__Task data__:
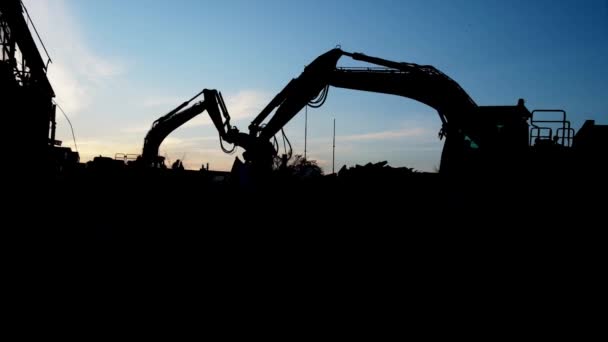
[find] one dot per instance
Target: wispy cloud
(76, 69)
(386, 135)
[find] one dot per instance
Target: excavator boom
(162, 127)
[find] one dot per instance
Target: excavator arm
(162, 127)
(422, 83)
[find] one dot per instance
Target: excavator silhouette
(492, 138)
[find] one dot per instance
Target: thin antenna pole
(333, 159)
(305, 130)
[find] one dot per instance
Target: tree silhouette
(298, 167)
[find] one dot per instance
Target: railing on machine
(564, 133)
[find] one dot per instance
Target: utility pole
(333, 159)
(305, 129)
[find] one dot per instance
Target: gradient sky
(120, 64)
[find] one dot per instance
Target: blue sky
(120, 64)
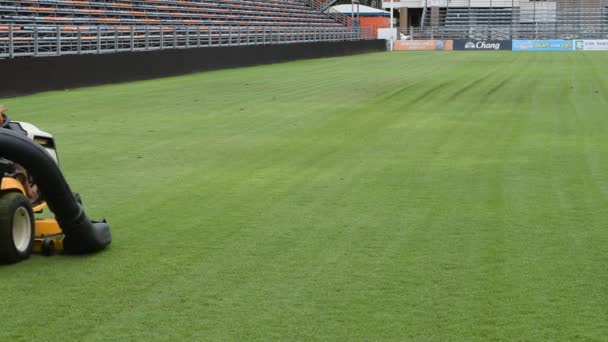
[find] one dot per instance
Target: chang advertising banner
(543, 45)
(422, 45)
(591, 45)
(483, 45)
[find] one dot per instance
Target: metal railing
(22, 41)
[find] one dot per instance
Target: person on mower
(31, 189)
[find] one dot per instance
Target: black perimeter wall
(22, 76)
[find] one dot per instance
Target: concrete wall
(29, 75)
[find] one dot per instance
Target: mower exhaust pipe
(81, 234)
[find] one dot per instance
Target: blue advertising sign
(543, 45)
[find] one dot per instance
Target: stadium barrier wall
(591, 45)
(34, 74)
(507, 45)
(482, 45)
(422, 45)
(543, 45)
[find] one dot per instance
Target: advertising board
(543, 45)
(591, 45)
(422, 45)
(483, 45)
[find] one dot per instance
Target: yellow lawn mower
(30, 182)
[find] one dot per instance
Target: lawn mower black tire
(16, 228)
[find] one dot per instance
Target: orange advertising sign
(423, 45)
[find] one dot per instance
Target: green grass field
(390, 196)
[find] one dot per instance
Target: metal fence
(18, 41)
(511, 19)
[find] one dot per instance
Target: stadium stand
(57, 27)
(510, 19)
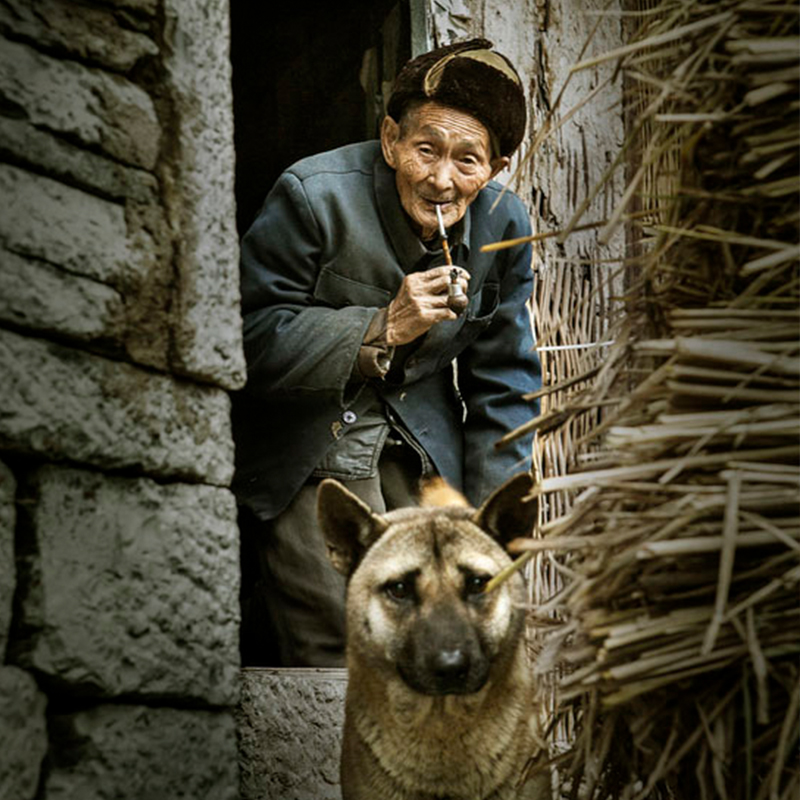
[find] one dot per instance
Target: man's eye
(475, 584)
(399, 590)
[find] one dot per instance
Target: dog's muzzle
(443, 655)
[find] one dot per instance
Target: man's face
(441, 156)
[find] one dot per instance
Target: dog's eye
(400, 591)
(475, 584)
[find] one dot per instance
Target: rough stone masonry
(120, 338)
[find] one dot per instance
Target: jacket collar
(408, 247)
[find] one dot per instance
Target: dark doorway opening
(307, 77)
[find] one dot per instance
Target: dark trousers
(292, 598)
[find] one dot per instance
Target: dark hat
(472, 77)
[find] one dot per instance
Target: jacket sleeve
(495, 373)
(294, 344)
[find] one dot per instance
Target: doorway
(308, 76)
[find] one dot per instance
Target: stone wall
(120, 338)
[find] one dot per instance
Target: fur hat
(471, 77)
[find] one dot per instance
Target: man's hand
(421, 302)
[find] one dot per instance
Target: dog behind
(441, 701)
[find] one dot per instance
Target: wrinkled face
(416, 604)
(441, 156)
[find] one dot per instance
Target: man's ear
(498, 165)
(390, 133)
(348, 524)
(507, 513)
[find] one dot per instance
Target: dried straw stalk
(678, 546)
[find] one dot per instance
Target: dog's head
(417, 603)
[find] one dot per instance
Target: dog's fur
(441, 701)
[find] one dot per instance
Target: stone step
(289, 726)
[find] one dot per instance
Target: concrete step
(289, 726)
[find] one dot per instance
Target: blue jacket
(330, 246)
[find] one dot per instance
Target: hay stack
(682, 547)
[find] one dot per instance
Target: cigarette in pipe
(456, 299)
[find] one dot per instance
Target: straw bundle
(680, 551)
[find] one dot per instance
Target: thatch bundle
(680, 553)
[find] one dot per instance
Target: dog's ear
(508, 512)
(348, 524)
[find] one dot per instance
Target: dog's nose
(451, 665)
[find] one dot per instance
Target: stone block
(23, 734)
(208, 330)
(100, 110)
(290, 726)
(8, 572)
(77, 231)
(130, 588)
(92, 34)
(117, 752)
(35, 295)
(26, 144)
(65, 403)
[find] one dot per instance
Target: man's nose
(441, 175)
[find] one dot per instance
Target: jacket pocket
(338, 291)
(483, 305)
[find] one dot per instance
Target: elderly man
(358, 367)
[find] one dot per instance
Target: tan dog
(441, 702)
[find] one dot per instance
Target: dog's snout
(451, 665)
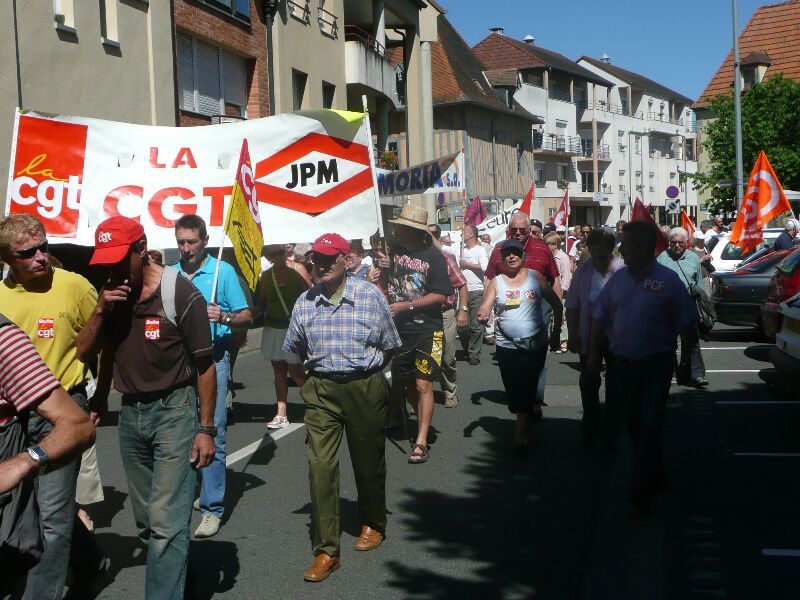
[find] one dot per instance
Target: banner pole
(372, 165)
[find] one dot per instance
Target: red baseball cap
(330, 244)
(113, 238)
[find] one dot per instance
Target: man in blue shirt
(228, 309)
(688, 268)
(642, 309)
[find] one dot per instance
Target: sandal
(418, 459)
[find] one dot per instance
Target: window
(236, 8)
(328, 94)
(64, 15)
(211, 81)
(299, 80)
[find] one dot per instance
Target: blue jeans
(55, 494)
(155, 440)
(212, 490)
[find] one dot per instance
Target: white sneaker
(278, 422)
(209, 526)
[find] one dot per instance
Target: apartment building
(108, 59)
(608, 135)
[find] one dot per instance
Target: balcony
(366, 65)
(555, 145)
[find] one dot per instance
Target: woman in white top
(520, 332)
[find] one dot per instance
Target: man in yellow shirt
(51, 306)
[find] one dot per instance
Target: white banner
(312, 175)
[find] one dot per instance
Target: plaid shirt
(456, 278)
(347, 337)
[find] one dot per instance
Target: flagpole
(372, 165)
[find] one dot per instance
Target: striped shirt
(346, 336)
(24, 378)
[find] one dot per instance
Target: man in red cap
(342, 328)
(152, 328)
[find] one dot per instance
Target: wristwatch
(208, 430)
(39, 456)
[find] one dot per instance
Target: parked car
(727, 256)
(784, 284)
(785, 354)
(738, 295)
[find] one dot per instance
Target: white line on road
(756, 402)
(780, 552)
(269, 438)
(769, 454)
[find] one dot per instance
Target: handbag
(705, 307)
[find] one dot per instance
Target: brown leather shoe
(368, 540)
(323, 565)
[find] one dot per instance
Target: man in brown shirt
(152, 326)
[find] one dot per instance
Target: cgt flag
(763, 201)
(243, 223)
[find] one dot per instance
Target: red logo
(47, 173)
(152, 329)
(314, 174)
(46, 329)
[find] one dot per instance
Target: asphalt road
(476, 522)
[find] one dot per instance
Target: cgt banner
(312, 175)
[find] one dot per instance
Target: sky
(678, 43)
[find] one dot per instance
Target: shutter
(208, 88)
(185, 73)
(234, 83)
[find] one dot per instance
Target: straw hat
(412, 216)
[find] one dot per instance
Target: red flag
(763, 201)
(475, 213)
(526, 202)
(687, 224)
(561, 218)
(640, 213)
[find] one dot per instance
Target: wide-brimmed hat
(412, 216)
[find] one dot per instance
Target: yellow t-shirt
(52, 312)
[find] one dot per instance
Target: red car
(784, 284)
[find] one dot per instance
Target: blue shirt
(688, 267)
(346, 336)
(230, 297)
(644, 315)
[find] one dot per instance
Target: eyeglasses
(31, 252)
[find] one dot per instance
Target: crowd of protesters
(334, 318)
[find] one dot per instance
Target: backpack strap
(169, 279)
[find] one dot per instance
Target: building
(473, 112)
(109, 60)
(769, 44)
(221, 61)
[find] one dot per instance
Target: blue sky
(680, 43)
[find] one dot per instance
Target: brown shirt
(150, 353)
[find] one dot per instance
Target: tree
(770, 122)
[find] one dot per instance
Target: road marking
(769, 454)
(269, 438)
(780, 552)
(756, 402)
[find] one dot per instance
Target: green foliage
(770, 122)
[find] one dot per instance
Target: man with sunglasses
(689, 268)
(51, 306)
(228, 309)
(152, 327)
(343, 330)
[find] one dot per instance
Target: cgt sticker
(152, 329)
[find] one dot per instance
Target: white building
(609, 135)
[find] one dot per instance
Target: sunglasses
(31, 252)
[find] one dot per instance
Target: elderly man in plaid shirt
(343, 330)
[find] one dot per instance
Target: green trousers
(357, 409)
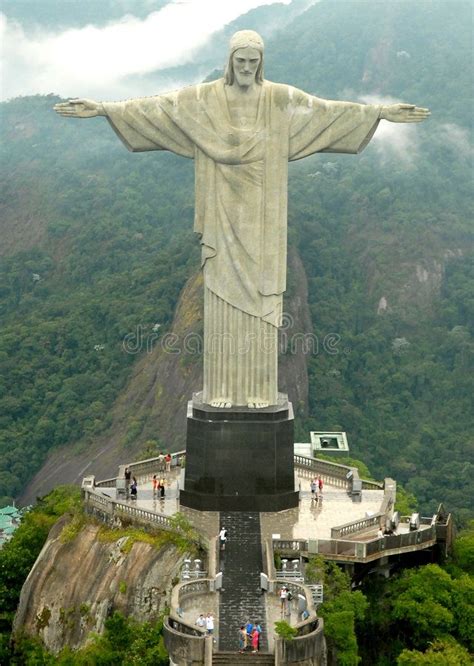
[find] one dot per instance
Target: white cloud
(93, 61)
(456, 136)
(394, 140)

__Try it__: Drop the images and return the data verbatim.

__Completed task__:
[find] one dot per instance
Target: wispy cloud
(76, 69)
(386, 135)
[find] one dot per instance
Target: excavator boom
(162, 127)
[find] one dot per instance
Target: excavator arm
(162, 127)
(422, 83)
[find] one dot per instance
Target: excavator silhouette
(492, 138)
[find] one dot per instance
Target: thin antenna pole
(333, 159)
(305, 130)
[find] one dot per instance
Target: tree silhouette
(298, 167)
[find] one dot per instance
Target: railing on machine
(564, 133)
[find] one dot per instance
Target: utility pole
(333, 159)
(305, 129)
[find] one dot per instance
Target: gradient sky
(120, 64)
[find] one dot per instance
Target: blue sky
(120, 64)
[find] one dot per instance
Target: chang advertising banner
(543, 45)
(422, 45)
(591, 45)
(483, 45)
[find] one dot per instance
Target: metal railing
(22, 41)
[find] one dot per instance
Target: person on mower
(31, 189)
[find] one dot per instance
Target: black perimeter wall
(22, 76)
[find] one dot per instance
Target: concrete wall
(29, 75)
[find] one dot per instance
Target: mower exhaust pipe
(81, 234)
[find] one dot per instance
Target: blue advertising sign
(543, 45)
[find] one dot per instance
Target: stadium barrier wall
(591, 45)
(34, 74)
(507, 45)
(482, 45)
(422, 45)
(543, 45)
[find] one dot per instance
Target: advertising board
(543, 45)
(591, 45)
(422, 45)
(483, 45)
[find] one dot per instance
Target: yellow lawn mower
(30, 182)
[find] one dot per instance
Target: lawn mower black tire
(16, 228)
[find] one dot per instance
Target: orange advertising sign
(423, 45)
[find] one dot per instance
Target: green grass field
(390, 196)
[find] one dot per instance
Target: metal fence
(18, 41)
(511, 19)
[find] one dot per instance
Target: stadium stand
(57, 27)
(510, 19)
[find] one dot per instance
Target: man's eye
(475, 584)
(399, 590)
[find] one dot per instance
Target: dog's muzzle
(443, 655)
[find] one dot per instance
Target: man's face
(441, 156)
[find] one dot per instance
Target: dog's eye
(400, 591)
(475, 584)
[find] one dot per instance
Target: rough stone masonry
(120, 338)
[find] one dot per instance
Target: jacket collar
(408, 247)
[find] one dot per instance
Target: dark doorway opening
(307, 77)
[find] one dot per instance
Target: dark trousers
(292, 598)
[find] one dot per instance
Target: dark hat
(472, 77)
[find] one dot per instance
Target: jacket sleeve
(495, 373)
(294, 344)
[find] one dot per instance
Target: doorway
(308, 76)
[find] one dot per instance
Target: stone wall
(120, 338)
[find] one dot per instance
Target: fur hat
(471, 77)
[find] one dot per instance
Target: man's hand
(421, 302)
[find] one dot per instance
Target: dog behind
(441, 701)
[find] one dot per instance
Target: wrinkled face
(416, 604)
(441, 156)
[find] one dot per instance
Target: man's ear
(498, 165)
(390, 133)
(348, 524)
(507, 513)
[find] one dot per instance
Target: dried straw stalk
(678, 546)
[find] one dot per instance
Target: dog's head
(417, 603)
[find] one dot per instance
Target: dog's fur
(441, 701)
[find] one dot per instance
Target: stone step
(289, 726)
[find] one dot per instance
Target: concrete step
(289, 726)
[find] one dot per instance
Target: blue jacket
(330, 246)
[find] one dot per instance
Target: hay stack
(682, 547)
[find] one dot per instance
Target: cigarette in pipe
(456, 299)
[find] one dot per instance
Target: straw bundle
(680, 551)
[find] one dot per instance
Target: thatch bundle
(680, 553)
[find] one dot per instance
Target: dog's ear
(508, 512)
(348, 524)
[find] one dot per instance
Target: dog's nose
(451, 665)
[find] one dot per instance
Target: stone block
(23, 734)
(208, 330)
(100, 110)
(290, 726)
(8, 572)
(77, 231)
(130, 588)
(92, 34)
(117, 752)
(35, 295)
(26, 144)
(65, 403)
[find] one dot per instance
Target: man's nose
(441, 175)
[find] one dot per instance
Target: jacket pocket
(338, 291)
(483, 305)
[find] one dot per instance
Target: elderly man
(358, 367)
[find] one dot per instance
Target: tan dog
(441, 702)
[find] one dot per instance
Target: dog's snout
(451, 665)
[find] one dot per instance
Target: banner pole
(372, 165)
[find] one dot per instance
Target: red baseball cap
(330, 244)
(113, 238)
[find] one dot per instance
Target: man in blue shirt
(228, 309)
(688, 268)
(642, 309)
[find] one dot per instance
Target: sandal
(418, 459)
[find] one dot per instance
Target: window
(236, 8)
(328, 94)
(64, 15)
(211, 81)
(299, 80)
[find] one dot per instance
Target: blue jeans
(55, 494)
(155, 440)
(212, 490)
[find] one dot per instance
Target: white sneaker
(278, 422)
(209, 526)
[find] one dot per instance
Target: apartment building
(108, 59)
(608, 135)
[find] one dot per instance
Target: balcony
(366, 65)
(555, 145)
[find] one dot per instance
Target: woman in white top
(520, 332)
[find] one dot per instance
Target: man in yellow shirt
(51, 306)
[find] one dot per instance
Target: white banner
(312, 175)
[find] one dot per instance
Target: plaid shirt
(456, 278)
(347, 337)
[find] one dot per instance
Target: flagpole
(372, 165)
[find] one dot per instance
Target: striped shirt
(346, 336)
(24, 378)
[find] one dot per instance
Target: man in red cap
(342, 328)
(152, 328)
[find] one dot per instance
Target: wristwatch
(208, 430)
(39, 456)
[find] one dot per instance
Target: parked car
(727, 256)
(784, 284)
(785, 354)
(738, 295)
[find] one dot per instance
Target: white line on road
(756, 402)
(780, 552)
(269, 438)
(769, 454)
[find] one dot per instance
Target: handbag
(705, 307)
[find] one dot per instance
Target: brown leather shoe
(368, 540)
(323, 565)
[find] one dot per instance
Target: man in brown shirt
(152, 326)
[find] one dot per instance
Target: cgt flag
(763, 201)
(243, 223)
[find] one dot per instance
Target: red logo
(47, 173)
(152, 329)
(314, 174)
(46, 329)
[find] one dot per instance
Target: asphalt road
(476, 522)
[find] one dot per instance
Target: cgt banner
(312, 175)
[find] one dot per instance
Target: sky
(678, 43)
[find] one dot per instance
Target: shutter
(208, 88)
(185, 73)
(234, 83)
[find] one dot per instance
Target: straw hat
(412, 216)
[find] one dot per instance
Target: red flag
(763, 201)
(475, 213)
(526, 202)
(687, 224)
(561, 218)
(640, 213)
[find] one dot per instance
Target: wide-brimmed hat
(412, 216)
[find] one dot per instance
Target: yellow t-shirt
(52, 312)
[find] one dot per instance
Target: red car
(784, 284)
[find] one dot per instance
Target: blue shirt
(688, 267)
(346, 336)
(230, 297)
(644, 315)
[find] one dot per instance
Target: eyeglasses
(31, 252)
[find] one dot per instance
Target: crowd of protesters
(334, 318)
[find] one dot per instance
Target: backpack strap
(169, 279)
[find] one dot per instance
Target: building
(473, 112)
(109, 60)
(769, 44)
(221, 61)
[find] one dot per instance
Target: blue sky
(680, 43)
[find] one dot per instance
Target: brown shirt
(150, 353)
[find] one dot per instance
Target: tree
(770, 122)
[find] one dot per instance
Target: road marking
(769, 454)
(269, 438)
(780, 552)
(756, 402)
[find] one dot per instance
Target: green foliage
(770, 122)
[find] one dot per instance
Target: man with sunglasses
(689, 268)
(51, 306)
(228, 309)
(152, 327)
(343, 330)
[find] one dot per instance
Target: cgt sticker
(152, 329)
[find] one dot per instance
Target: white building
(609, 135)
[find] one dot per instance
Target: sunglasses
(31, 252)
[find] one dot per instance
Target: elderly man in plaid shirt
(343, 330)
[find] one dot per instance
Target: green trousers
(357, 409)
[find] one dot per instance
Target: white cloud
(93, 61)
(456, 136)
(394, 140)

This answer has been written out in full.